**TO DO**
For each statement below, say whether the acorn problem supports it, answering yes or no and quoting the words of the problem that decide it. 1. The chipmunk put 3 acorns in each hole it dug. 2. The squirrel dug 4 more holes than the chipmunk. 3. Sammy watched the animals as part of a science project.

**SOURCE PASSAGE**

-- start --

Revision as of 00:13, 6 September 2020

Problem 7

For a science project, Sammy observed a chipmunk and a squirrel stashing acorns in holes. The chipmunk hid 3 acorns in each of the holes it dug. The squirrel hid 4 acorns in each of the holes it dug. They each hid the same number of acorns, although the squirrel needed 4 fewer holes. How many acorns did the chipmunk hide?

$\textbf{(A)}\ 30\qquad\textbf{(B)}\ 36\qquad\textbf{(C)}\ 42\qquad\textbf{(D)}\ 48\qquad\textbf{(E)}\ 54$

Solution 1

Let $x$ be the number of acorns that both animals had.

-- end --

Entries taken from a collection
-- start --

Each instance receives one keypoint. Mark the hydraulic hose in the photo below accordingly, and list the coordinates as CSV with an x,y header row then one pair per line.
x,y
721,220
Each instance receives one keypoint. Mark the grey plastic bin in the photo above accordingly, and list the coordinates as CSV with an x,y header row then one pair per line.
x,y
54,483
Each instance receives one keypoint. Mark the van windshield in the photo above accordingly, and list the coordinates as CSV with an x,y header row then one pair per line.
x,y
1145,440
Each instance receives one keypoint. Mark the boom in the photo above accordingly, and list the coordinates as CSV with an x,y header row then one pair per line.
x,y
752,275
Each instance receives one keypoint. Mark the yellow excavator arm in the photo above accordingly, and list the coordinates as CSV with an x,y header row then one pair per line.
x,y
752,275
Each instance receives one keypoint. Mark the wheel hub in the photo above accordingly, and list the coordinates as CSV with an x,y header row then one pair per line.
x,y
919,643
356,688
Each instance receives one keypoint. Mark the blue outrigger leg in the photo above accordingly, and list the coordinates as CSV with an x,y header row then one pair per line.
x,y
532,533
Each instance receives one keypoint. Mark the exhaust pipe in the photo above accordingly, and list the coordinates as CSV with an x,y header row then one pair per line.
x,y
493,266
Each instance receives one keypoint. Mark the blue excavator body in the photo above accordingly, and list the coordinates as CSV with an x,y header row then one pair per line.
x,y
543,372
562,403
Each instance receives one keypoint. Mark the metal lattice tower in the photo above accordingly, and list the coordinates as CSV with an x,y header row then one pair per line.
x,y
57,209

-- end --
-- start --

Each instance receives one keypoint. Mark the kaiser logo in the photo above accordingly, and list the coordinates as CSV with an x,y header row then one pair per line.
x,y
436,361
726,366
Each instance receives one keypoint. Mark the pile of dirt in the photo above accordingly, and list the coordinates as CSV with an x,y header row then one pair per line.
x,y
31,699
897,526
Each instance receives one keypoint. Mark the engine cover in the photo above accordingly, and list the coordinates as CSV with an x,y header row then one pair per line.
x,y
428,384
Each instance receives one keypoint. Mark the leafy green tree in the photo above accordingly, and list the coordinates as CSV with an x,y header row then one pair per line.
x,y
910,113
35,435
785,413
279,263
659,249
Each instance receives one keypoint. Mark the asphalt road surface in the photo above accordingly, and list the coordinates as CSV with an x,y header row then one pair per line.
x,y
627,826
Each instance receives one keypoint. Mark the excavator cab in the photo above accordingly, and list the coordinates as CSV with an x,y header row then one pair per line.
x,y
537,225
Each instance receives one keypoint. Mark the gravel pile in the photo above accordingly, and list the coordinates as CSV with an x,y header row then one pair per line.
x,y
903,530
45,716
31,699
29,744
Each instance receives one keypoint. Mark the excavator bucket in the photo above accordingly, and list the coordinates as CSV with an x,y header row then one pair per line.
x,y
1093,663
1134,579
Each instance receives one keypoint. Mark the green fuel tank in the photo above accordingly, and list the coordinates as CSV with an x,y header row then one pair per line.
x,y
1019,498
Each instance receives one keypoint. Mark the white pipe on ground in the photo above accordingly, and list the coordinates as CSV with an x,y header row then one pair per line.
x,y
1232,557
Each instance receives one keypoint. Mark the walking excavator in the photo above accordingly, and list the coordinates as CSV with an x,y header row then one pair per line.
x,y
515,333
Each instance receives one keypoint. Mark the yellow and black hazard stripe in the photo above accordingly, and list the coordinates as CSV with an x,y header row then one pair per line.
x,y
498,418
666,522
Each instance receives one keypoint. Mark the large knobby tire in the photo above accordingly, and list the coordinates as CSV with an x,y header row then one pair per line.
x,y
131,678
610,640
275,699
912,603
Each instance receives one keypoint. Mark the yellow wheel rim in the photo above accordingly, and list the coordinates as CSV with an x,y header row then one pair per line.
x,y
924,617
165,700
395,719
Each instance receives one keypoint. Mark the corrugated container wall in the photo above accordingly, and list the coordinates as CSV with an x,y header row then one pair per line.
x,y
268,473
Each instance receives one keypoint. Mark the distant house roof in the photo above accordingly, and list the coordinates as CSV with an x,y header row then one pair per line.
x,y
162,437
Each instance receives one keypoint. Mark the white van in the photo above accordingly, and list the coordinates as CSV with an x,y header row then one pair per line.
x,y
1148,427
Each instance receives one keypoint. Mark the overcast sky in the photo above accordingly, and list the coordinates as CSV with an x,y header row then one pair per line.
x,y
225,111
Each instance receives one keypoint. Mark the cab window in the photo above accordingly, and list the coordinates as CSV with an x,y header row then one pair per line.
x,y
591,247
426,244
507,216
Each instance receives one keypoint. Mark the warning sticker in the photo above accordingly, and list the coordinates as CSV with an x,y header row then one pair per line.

-- end --

**EXERCISE OUTPUT**
1. Yes: "The chipmunk hid 3 acorns in each of the holes it dug."
2. No: "although the squirrel needed 4 fewer holes."
3. Yes: "For a science project, Sammy observed a chipmunk and a squirrel stashing acorns in holes."